### [Consegna]
Riporta parola per parola, dal segmento di testo, il brano che si apre con le parole "Il Rapporto Biennale sullo" e si chiude con "da chi altri?".

### [Segmento di testo]
Il Rapporto Biennale sullo Stato del Sistema Universitario e della ricerca 2018 pubblicato da ANVUR contiene un capitolo sul Diritto allo studio universitario, che contiene non solo molti errori, ma anche giudizi sulle politiche del diritto allo studio che appaiono scollegati dalla realtà dei dati.  

È sempre ingrato il ruolo della maestrina dalla penna rossa, ancor più lo è se si tratta di utilizzarla sul Rapporto Biennale sullo Stato del Sistema Universitario e della ricerca 2018: è il rapporto che fotografa lo stato del sistema universitario in Italia, l’unico rapporto istituzionale[1]. Se non si può che plaudere a – e sostenere la – realizzazione di un rapporto di ricerca che analizza l’Università nella sua accezione più ampia, al contempo ci si aspetta estremo rigore informativo. Se non dall’Agenzia Nazionale di Valutazione del sistema Universitario e della Ricerca, da chi altri?

### [Dati mostrati]
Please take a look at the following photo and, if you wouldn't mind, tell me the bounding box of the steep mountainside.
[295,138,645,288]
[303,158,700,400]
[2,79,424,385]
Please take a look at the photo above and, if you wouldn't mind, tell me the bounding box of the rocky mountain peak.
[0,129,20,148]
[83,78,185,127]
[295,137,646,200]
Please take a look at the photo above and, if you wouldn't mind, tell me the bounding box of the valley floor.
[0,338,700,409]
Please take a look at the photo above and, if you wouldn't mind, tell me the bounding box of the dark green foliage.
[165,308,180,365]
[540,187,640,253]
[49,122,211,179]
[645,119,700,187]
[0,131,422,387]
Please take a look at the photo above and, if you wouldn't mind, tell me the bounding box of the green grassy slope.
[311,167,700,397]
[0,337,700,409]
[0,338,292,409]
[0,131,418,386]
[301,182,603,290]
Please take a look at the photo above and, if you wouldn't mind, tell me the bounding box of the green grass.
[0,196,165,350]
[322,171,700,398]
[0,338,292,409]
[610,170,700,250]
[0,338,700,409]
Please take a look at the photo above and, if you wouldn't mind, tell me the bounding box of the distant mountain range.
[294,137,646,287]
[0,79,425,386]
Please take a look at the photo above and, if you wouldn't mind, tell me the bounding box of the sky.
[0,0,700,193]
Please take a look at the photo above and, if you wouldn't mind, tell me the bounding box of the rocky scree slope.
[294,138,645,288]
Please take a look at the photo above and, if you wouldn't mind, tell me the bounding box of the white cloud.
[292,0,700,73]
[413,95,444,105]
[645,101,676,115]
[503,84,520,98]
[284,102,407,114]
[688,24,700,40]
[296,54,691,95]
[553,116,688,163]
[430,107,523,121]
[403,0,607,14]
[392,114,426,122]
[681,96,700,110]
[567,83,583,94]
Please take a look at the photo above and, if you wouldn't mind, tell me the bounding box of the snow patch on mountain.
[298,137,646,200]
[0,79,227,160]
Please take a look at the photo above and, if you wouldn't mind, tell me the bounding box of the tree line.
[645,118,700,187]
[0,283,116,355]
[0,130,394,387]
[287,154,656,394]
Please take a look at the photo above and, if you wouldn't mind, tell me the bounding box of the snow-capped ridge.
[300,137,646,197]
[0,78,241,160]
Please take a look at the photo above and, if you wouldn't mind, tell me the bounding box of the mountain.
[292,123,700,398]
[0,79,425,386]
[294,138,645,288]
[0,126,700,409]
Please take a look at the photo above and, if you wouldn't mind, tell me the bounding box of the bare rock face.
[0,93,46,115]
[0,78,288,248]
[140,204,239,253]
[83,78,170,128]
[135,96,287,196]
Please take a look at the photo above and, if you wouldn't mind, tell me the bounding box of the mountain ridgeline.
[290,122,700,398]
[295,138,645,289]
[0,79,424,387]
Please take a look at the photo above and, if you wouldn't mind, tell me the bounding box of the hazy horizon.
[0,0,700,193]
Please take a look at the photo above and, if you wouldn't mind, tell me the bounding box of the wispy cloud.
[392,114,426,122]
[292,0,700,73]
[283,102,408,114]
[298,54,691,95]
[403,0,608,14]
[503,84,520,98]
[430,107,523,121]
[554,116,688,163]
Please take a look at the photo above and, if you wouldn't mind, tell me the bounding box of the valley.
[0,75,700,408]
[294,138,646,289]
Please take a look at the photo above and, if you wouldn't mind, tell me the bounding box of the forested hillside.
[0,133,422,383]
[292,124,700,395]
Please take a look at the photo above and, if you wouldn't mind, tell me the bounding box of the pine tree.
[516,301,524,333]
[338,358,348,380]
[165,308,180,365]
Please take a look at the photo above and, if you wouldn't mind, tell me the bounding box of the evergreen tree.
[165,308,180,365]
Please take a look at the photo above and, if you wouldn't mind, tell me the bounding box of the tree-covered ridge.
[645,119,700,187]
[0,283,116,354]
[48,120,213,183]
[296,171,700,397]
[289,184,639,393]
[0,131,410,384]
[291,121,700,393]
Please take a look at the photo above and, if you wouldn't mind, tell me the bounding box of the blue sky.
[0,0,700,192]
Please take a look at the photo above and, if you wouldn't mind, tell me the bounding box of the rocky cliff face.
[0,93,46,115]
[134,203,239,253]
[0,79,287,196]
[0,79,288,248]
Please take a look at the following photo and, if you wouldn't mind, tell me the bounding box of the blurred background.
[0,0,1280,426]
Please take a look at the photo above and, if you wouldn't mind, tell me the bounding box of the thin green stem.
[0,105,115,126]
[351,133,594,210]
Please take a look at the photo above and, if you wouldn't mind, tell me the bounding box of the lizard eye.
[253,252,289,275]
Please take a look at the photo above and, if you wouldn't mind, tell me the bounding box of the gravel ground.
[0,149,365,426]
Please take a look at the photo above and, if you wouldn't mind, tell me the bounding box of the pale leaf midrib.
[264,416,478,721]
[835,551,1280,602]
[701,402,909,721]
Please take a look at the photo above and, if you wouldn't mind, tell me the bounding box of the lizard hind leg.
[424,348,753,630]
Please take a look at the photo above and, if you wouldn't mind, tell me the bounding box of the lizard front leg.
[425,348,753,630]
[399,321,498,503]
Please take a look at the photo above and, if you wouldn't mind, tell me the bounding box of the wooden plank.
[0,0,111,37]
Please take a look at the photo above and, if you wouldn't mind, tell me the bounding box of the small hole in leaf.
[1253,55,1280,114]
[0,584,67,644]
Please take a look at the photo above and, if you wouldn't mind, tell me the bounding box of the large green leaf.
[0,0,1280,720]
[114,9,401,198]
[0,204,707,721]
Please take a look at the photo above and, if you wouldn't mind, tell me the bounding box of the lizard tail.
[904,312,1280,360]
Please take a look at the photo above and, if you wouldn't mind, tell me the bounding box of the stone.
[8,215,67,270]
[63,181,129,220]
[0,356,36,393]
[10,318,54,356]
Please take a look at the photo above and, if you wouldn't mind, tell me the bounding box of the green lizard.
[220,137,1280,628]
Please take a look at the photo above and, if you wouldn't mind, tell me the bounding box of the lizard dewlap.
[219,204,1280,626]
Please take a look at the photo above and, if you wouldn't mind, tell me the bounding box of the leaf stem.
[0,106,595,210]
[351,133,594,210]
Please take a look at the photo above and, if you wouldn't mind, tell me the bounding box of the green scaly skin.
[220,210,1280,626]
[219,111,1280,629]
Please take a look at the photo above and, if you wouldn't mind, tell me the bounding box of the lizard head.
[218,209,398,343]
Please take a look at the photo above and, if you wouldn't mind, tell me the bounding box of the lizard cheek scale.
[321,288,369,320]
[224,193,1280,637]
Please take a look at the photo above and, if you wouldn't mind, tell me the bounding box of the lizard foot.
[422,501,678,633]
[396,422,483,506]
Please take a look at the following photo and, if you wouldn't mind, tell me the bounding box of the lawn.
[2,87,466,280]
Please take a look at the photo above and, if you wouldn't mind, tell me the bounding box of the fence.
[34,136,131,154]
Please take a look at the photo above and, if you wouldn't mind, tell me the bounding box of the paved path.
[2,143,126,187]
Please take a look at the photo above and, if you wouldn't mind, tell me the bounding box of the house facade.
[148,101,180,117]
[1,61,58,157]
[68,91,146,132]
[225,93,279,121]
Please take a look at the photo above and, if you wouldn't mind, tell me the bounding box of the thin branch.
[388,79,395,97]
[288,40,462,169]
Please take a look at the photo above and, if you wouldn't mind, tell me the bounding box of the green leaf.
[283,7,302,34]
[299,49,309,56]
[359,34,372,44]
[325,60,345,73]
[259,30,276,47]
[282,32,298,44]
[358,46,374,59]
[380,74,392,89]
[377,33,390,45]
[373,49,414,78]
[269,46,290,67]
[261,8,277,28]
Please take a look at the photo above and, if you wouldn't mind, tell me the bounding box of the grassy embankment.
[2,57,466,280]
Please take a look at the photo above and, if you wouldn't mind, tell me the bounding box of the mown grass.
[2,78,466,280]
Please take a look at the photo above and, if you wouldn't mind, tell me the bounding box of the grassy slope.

### [Risposta sotto]
Il Rapporto Biennale sullo Stato del Sistema Universitario e della ricerca 2018 pubblicato da ANVUR contiene un capitolo sul Diritto allo studio universitario, che contiene non solo molti errori, ma anche giudizi sulle politiche del diritto allo studio che appaiono scollegati dalla realtà dei dati.  

È sempre ingrato il ruolo della maestrina dalla penna rossa, ancor più lo è se si tratta di utilizzarla sul Rapporto Biennale sullo Stato del Sistema Universitario e della ricerca 2018: è il rapporto che fotografa lo stato del sistema universitario in Italia, l’unico rapporto istituzionale[1]. Se non si può che plaudere a – e sostenere la – realizzazione di un rapporto di ricerca che analizza l’Università nella sua accezione più ampia, al contempo ci si aspetta estremo rigore informativo. Se non dall’Agenzia Nazionale di Valutazione del sistema Universitario e della Ricerca, da chi altri?